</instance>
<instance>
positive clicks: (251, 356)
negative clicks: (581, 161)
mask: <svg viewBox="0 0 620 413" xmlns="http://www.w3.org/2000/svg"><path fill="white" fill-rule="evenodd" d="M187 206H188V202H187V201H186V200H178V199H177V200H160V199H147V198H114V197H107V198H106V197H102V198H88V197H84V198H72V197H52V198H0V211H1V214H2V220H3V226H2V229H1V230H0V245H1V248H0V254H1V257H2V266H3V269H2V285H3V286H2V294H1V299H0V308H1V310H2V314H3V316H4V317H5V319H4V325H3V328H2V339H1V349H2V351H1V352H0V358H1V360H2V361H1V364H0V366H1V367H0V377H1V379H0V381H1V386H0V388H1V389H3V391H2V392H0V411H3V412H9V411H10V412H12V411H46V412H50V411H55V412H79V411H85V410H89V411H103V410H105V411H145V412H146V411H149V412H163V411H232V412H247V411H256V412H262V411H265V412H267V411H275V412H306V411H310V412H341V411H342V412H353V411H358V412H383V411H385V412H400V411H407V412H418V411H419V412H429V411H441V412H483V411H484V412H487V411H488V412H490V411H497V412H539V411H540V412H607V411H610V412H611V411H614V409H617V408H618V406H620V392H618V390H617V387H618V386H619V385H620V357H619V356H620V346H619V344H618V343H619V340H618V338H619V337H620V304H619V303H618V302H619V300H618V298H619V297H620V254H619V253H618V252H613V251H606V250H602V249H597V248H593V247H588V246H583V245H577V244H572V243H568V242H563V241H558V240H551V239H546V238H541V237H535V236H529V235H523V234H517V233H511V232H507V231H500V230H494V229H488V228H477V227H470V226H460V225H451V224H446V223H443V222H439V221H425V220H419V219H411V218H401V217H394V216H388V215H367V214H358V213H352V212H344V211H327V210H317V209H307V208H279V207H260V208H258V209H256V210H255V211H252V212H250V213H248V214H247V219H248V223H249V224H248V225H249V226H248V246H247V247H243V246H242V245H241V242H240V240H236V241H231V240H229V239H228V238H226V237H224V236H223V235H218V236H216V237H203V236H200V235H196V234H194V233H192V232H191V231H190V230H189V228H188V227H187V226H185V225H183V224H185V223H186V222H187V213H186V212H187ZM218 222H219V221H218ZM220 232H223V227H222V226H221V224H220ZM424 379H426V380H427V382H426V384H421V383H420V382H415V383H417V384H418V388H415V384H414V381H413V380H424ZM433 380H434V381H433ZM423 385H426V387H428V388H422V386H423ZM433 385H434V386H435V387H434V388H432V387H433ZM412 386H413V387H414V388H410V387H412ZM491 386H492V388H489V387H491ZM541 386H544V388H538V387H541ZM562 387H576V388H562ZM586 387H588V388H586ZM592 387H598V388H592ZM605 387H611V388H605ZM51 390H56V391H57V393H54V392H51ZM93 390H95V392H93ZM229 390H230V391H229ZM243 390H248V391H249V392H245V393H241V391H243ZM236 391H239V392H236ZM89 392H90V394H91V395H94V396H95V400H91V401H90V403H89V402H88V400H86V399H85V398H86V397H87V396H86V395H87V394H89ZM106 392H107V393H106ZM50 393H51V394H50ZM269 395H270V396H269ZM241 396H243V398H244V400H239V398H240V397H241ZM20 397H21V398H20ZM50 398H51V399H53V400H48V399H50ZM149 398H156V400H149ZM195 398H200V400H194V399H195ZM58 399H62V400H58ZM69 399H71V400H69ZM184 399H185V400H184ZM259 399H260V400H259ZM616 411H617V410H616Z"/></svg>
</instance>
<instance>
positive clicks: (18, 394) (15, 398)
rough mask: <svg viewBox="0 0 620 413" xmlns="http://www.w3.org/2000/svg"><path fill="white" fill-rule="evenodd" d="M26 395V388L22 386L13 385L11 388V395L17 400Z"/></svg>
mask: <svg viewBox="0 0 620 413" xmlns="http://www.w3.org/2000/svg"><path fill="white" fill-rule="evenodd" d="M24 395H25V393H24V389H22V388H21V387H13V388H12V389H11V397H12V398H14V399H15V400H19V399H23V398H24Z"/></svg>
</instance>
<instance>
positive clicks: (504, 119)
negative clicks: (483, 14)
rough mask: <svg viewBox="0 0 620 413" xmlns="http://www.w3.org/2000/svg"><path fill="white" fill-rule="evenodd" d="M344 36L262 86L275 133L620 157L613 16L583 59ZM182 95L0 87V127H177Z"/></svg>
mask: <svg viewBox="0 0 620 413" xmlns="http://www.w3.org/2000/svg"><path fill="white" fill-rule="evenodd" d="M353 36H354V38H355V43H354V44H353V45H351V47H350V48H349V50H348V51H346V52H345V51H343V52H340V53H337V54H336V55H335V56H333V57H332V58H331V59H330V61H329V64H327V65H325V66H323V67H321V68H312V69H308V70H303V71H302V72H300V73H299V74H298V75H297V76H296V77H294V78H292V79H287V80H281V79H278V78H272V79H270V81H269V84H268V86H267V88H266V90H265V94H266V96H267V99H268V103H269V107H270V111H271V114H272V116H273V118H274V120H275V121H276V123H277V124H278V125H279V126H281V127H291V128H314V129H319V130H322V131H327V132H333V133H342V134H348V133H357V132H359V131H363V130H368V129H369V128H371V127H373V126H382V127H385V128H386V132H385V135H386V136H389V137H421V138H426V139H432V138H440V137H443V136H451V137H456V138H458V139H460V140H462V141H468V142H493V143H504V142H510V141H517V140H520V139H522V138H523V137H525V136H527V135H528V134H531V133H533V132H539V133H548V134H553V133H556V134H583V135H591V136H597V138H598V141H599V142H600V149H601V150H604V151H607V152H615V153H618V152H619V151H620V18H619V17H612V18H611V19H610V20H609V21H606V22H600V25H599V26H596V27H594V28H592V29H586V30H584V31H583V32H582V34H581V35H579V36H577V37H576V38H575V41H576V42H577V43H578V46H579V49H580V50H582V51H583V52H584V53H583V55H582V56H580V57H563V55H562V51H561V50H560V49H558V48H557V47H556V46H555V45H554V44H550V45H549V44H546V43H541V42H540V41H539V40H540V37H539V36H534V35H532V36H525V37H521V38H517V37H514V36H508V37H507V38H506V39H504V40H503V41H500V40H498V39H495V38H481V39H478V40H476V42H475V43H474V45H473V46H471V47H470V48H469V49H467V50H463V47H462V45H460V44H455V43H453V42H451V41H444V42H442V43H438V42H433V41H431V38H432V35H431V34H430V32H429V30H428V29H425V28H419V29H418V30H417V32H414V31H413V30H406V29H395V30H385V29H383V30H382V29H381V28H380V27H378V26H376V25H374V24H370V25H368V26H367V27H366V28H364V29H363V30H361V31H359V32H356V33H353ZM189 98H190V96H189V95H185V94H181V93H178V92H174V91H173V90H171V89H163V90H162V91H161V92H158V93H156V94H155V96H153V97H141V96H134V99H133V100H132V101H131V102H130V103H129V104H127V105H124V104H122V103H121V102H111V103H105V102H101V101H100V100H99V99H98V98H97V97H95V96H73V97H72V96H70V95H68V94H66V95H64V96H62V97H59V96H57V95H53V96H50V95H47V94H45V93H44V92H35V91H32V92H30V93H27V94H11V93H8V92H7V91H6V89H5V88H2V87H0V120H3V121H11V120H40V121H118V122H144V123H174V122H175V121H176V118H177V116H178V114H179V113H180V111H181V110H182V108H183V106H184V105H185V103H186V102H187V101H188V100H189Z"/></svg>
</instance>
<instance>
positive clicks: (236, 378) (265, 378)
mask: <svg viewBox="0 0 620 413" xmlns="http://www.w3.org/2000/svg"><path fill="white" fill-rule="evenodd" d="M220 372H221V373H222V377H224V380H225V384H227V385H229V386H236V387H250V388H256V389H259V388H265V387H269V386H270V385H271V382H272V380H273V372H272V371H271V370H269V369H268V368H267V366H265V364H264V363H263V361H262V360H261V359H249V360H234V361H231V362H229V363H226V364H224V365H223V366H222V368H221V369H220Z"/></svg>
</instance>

◆ How to complete this task ◆
What lines above hold the word "rough"? List them all.

◆ Answer box ◆
rough mask: <svg viewBox="0 0 620 413" xmlns="http://www.w3.org/2000/svg"><path fill="white" fill-rule="evenodd" d="M26 395V388L22 386L13 385L11 388V395L17 400Z"/></svg>
rough mask: <svg viewBox="0 0 620 413" xmlns="http://www.w3.org/2000/svg"><path fill="white" fill-rule="evenodd" d="M344 36L262 86L275 133L620 157L613 16L583 59ZM182 95L0 87V127H177Z"/></svg>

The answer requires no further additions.